*Your goal*:
Print the listing below in full. Alter nothing.

*Dataset extract*:
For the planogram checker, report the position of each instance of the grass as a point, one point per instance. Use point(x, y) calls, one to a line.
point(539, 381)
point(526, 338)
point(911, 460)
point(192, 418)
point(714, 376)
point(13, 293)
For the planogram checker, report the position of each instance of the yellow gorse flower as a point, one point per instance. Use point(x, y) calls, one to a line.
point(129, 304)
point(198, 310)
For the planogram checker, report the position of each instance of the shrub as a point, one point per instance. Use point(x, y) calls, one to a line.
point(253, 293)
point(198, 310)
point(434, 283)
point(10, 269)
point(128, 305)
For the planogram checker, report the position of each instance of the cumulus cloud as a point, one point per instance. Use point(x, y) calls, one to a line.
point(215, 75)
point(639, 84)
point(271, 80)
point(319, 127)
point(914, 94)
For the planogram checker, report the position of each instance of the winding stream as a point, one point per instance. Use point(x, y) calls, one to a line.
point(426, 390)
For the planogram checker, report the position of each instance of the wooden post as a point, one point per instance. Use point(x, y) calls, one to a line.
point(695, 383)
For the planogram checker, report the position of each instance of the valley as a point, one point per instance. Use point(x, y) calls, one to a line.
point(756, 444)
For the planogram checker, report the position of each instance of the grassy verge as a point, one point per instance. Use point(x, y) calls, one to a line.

*Solution for this problem*:
For the planogram checker, report the position of each instance of the grass as a point, one point per instance. Use point(x, y) calls, one to a line.
point(539, 381)
point(526, 338)
point(911, 460)
point(192, 418)
point(714, 376)
point(13, 293)
For the planogram checker, report the position of each instance of the yellow gorse flower as a point, one point per instance. Use point(x, y) calls, one to a line.
point(129, 304)
point(198, 310)
For the planogram checker, report the position of each instance of the shrub as a point, one point per instance. Use point(x, y) calls, one to a line.
point(253, 293)
point(198, 310)
point(434, 283)
point(10, 269)
point(128, 305)
For the planogram checker, report the position of each instance of the cumulus cloud as a point, one point per instance. Use point(x, y) calls, one to a line.
point(215, 75)
point(639, 84)
point(271, 80)
point(319, 127)
point(914, 94)
For the planogram checker, report the position of each instance of the winding stream as a point, one point per instance. Use point(x, y) calls, one to a line.
point(426, 390)
For the planogram checker, report the position of each instance of the wooden post as a point, one point per instance. Use point(x, y) calls, one to a line.
point(695, 383)
For the planogram checker, report the position of each instance of the valley as a point, one point per instance. Use point(x, y) calls, one to a line.
point(756, 444)
For the planogram checker, report the position of each instance of the grassy verge as a point, one point per instance. Use point(x, y) calls, one to a line.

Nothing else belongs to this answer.